Exercise requirements:
Wherever the word "hair" appears in a line of the data, that line should be copied.

(Beginning of Information provided)

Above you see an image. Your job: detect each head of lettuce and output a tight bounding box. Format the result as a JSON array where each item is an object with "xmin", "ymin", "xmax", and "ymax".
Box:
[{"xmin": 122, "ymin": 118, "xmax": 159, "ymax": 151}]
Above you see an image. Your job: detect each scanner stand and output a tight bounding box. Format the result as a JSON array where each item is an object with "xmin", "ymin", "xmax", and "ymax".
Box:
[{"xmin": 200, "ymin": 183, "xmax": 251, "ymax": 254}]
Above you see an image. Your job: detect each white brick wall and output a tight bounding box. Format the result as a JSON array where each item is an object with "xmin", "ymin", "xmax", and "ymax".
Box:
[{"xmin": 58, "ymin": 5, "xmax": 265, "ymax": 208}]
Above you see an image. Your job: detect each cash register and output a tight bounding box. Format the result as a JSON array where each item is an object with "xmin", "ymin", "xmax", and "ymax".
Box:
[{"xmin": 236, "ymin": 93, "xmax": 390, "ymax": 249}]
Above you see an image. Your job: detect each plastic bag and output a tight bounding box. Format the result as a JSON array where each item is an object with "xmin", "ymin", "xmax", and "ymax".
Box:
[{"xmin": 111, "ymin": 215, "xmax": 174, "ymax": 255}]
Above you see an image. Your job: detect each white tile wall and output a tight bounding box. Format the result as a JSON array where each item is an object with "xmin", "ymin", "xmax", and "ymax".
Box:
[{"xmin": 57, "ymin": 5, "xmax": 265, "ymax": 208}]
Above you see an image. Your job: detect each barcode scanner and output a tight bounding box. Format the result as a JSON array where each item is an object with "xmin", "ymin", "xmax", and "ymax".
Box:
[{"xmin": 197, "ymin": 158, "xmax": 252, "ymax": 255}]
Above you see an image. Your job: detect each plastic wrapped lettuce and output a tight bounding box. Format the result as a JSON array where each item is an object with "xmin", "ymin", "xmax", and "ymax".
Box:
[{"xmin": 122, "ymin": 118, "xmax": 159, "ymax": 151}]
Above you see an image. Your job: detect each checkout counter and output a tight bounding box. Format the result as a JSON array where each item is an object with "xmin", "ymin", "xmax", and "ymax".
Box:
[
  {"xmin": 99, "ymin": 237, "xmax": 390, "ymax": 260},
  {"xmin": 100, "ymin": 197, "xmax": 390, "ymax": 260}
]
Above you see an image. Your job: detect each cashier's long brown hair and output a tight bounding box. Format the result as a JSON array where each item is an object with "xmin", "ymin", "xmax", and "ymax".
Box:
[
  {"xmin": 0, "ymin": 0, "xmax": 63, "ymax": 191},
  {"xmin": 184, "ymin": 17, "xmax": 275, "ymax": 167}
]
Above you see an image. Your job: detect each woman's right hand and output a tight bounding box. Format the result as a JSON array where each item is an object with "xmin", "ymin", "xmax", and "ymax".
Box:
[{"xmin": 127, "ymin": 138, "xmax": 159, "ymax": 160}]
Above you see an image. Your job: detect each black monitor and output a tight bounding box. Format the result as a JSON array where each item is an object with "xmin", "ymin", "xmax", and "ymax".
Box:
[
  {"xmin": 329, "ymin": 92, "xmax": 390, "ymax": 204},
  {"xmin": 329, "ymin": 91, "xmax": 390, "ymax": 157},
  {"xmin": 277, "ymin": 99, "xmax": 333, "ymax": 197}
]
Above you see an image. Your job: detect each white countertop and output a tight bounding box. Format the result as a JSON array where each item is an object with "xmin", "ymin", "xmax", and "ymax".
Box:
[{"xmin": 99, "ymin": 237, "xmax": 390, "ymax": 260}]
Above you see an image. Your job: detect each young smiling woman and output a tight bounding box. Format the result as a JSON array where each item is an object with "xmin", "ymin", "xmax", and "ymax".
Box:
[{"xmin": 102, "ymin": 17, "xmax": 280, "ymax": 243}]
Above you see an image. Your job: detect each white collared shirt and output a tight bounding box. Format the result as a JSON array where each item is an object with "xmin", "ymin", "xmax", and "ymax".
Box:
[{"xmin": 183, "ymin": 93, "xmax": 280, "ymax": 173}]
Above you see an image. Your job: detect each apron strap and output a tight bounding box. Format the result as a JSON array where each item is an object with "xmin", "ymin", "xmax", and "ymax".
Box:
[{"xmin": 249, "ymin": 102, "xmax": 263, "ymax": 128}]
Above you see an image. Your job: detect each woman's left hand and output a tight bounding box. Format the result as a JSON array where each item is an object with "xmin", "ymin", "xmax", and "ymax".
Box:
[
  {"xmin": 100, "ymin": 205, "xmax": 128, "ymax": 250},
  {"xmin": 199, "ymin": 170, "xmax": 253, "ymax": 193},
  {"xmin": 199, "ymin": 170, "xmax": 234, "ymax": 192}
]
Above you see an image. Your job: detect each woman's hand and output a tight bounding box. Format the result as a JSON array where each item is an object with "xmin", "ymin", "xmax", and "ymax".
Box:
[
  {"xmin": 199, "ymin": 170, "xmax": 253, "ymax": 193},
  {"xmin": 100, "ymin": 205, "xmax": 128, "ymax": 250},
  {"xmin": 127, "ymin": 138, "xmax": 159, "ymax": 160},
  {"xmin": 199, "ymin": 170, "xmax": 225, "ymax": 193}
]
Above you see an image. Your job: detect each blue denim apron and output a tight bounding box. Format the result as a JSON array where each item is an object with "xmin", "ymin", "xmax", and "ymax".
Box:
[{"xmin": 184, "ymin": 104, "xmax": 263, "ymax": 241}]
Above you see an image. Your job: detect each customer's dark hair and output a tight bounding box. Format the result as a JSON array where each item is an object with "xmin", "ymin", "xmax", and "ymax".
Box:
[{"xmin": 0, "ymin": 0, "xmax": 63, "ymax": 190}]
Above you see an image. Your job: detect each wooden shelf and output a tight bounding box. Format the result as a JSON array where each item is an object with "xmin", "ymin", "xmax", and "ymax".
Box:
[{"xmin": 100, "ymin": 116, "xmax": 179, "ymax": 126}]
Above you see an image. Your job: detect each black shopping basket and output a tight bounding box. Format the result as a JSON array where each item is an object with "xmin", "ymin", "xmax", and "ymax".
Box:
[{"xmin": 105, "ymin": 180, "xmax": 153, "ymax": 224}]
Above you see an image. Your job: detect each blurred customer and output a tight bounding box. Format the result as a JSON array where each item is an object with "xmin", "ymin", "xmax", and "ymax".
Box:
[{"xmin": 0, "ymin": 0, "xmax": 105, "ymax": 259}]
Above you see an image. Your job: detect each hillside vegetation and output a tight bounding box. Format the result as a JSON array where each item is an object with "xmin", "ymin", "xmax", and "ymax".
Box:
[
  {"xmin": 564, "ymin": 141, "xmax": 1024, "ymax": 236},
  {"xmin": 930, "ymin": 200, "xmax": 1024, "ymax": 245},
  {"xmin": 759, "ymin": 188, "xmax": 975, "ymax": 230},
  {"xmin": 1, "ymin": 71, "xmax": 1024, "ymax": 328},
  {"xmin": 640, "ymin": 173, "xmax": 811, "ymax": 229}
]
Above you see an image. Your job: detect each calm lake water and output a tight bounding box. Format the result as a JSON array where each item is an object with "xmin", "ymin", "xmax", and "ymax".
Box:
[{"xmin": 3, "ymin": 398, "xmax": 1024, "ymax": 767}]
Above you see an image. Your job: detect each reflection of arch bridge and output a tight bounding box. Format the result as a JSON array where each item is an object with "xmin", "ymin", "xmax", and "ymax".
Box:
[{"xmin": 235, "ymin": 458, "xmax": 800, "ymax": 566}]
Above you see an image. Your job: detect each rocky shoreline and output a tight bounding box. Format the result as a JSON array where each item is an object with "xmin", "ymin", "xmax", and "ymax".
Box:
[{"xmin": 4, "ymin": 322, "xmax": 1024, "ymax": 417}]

(End of Information provided)

Solution to the exercise:
Above you see an image. Your job: detect each cashier's long brown hair and output a tight bounding box. Format the result as a JSON array where each item is an object with "xmin", "ymin", "xmax", and "ymax".
Above you see an image. Your job: detect each customer's dark hair and output a tight bounding box. Format the result as a JSON array where each item is an object with "xmin", "ymin", "xmax", and "ymax".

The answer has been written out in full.